= Beginning of Section =

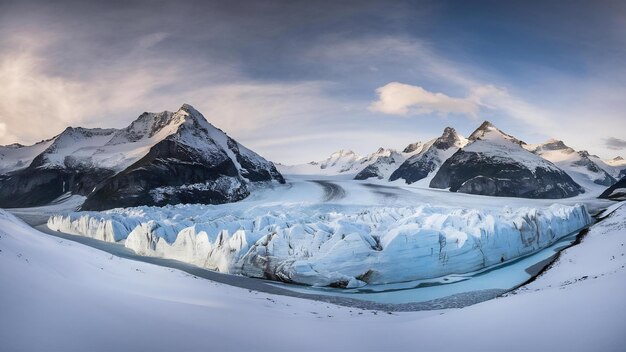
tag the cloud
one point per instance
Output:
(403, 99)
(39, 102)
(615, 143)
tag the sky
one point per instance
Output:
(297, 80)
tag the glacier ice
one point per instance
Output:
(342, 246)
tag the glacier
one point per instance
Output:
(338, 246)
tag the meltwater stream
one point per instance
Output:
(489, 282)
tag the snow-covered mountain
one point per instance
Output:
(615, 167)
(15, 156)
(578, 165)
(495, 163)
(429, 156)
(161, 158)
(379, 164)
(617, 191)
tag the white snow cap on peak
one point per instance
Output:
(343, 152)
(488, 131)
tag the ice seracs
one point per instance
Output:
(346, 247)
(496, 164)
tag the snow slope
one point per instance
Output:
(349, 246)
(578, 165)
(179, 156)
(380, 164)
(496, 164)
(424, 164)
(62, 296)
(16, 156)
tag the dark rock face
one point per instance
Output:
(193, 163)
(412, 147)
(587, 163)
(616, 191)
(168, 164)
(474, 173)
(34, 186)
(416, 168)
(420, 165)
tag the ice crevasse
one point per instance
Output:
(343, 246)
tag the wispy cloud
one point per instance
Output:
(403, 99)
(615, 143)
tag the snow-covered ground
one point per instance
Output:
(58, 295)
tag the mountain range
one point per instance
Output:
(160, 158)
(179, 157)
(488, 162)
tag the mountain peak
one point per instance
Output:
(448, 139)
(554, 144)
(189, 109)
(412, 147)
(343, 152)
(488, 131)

= End of Section =
= Beginning of Section =

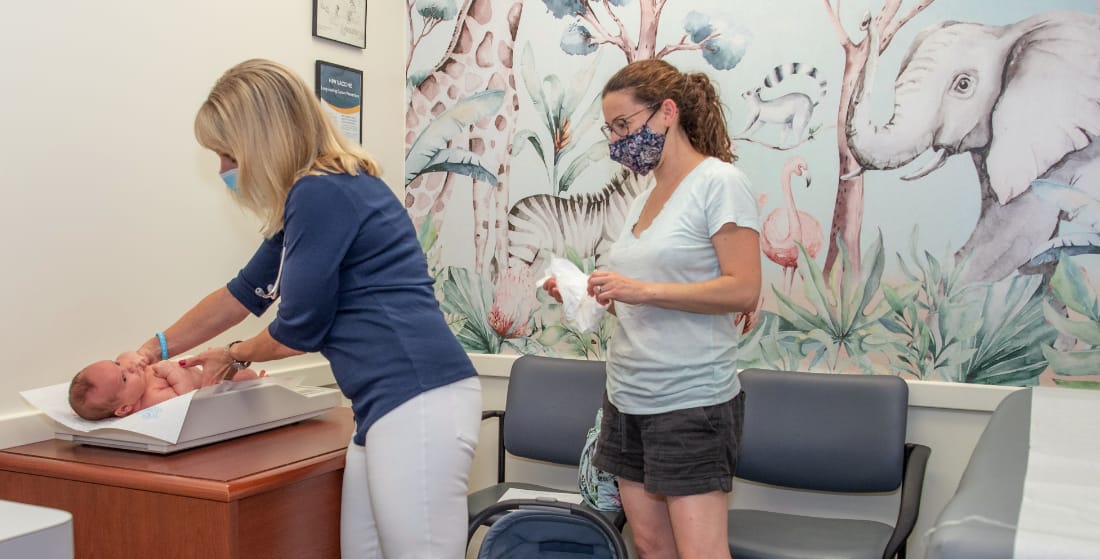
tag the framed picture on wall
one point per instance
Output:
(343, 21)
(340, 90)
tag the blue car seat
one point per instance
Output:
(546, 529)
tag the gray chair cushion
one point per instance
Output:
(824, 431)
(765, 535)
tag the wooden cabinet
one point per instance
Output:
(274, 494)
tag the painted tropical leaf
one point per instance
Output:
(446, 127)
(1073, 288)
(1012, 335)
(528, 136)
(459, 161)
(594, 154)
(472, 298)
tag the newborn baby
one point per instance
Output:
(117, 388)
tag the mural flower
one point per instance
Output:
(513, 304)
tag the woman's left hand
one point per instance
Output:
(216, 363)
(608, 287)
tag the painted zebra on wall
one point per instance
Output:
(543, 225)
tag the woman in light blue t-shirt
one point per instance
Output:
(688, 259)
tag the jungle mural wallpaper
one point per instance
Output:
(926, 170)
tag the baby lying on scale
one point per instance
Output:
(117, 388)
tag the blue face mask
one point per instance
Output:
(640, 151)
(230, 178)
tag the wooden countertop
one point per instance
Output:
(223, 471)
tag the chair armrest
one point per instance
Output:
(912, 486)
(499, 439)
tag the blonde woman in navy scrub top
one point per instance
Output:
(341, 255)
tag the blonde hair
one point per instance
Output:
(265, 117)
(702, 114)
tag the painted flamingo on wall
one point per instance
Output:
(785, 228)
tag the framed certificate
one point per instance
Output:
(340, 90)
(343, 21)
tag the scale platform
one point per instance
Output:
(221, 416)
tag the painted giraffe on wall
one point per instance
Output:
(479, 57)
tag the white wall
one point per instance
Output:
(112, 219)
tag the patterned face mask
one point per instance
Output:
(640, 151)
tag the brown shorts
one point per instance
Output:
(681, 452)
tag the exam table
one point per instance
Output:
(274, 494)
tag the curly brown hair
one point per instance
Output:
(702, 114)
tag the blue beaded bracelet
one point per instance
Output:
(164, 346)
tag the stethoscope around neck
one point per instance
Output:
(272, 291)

= End of Section =
= Beginning of Section =

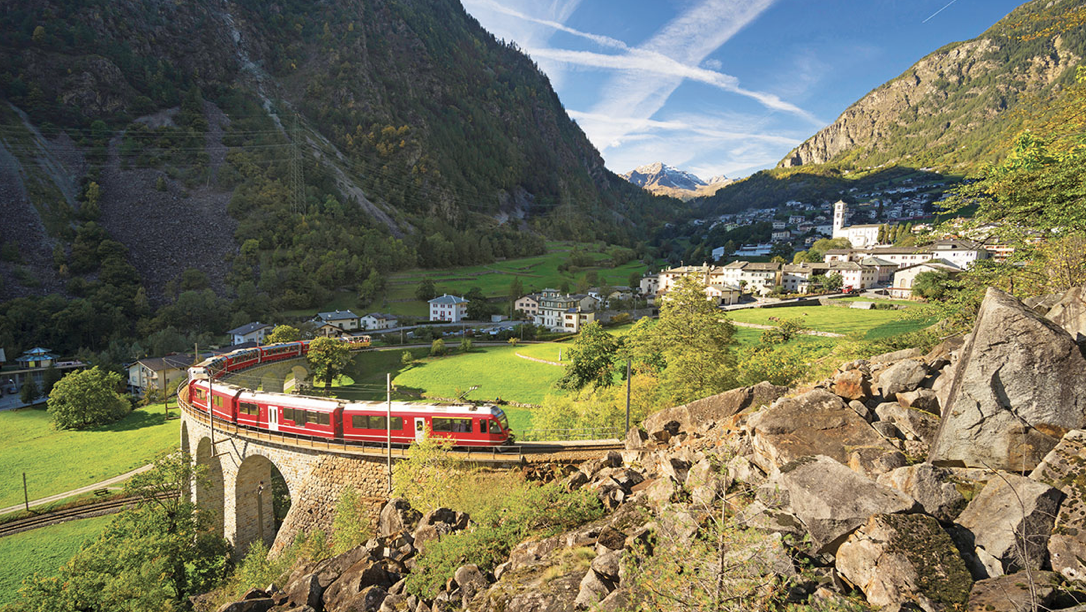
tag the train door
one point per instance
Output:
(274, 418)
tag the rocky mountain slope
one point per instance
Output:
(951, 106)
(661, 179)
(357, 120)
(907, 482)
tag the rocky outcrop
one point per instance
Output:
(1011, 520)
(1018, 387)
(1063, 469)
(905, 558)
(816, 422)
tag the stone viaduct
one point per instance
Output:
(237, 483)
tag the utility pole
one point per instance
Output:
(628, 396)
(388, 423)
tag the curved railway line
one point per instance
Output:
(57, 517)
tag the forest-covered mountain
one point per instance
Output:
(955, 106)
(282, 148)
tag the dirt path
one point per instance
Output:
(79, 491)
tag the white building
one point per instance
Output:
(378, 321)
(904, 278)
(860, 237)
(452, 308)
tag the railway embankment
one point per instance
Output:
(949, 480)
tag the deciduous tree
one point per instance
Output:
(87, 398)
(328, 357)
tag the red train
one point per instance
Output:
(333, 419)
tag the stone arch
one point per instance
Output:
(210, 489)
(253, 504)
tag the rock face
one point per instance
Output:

= End of Section =

_YOUR GOAL_
Lines that hold the word "mountain" are the ones to copy from the entries above.

_RESULT OF THE EXERCISE_
tag the snow-covered mountain
tag the mountain range
tag the mountain peak
tag the rocky mountain slope
tag the forest-covered mountain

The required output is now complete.